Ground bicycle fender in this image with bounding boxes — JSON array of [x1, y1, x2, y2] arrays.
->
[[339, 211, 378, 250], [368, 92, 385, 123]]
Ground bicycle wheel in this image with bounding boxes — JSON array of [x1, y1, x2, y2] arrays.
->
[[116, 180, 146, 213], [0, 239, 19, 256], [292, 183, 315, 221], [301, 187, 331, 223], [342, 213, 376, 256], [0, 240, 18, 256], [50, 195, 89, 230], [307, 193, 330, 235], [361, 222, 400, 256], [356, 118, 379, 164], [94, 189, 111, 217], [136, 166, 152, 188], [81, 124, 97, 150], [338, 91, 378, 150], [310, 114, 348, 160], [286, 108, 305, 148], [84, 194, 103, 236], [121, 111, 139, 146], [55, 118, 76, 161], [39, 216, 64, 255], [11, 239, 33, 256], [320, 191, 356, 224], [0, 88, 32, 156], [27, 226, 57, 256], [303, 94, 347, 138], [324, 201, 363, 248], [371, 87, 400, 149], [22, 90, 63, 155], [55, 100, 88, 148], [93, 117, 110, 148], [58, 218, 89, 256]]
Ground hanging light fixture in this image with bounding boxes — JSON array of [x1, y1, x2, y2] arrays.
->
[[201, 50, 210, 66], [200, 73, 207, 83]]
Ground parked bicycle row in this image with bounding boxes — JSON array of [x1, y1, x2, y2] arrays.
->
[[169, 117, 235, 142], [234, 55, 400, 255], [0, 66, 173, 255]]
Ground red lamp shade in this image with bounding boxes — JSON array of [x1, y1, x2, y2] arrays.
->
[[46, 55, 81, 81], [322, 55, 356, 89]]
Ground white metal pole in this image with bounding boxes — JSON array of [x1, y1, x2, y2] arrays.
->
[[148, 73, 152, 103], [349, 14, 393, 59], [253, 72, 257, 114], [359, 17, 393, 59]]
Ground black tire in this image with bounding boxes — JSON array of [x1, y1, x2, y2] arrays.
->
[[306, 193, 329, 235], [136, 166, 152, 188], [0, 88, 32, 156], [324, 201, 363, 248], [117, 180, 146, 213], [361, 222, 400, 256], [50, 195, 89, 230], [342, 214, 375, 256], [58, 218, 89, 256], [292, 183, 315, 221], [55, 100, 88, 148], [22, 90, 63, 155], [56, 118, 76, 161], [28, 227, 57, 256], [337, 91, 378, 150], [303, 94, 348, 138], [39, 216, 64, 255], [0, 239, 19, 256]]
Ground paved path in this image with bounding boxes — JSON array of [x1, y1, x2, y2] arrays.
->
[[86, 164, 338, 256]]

◇ ◇ ◇ ◇ ◇ ◇ ◇

▶ Task description: Your task is to find every line above containing the word "with" and copy it.

▶ Result of the task:
Ground bicycle fender in this image with bounding boxes — JSON array of [x1, y1, x2, y2] arrays.
Ground bicycle wheel in this image with bounding boxes — JSON array of [x1, y1, x2, y2] arrays.
Ground hanging light fixture in this image with bounding boxes — JSON array of [x1, y1, x2, y2] arrays.
Ground parked bicycle row in this image with bounding boxes — JSON array of [x1, y1, x2, y2] arrays.
Ground red lamp shade in this image with bounding boxes — JSON array of [x1, y1, x2, y2] arrays.
Ground white metal pole in this image with bounding boxes — JSON array of [x1, y1, x2, y2] arrays.
Ground black tire in this image with bounding boxes — JSON array of [x1, y1, x2, y2] arrays.
Ground paved path in this image with bounding boxes — JSON array of [x1, y1, x2, y2] arrays.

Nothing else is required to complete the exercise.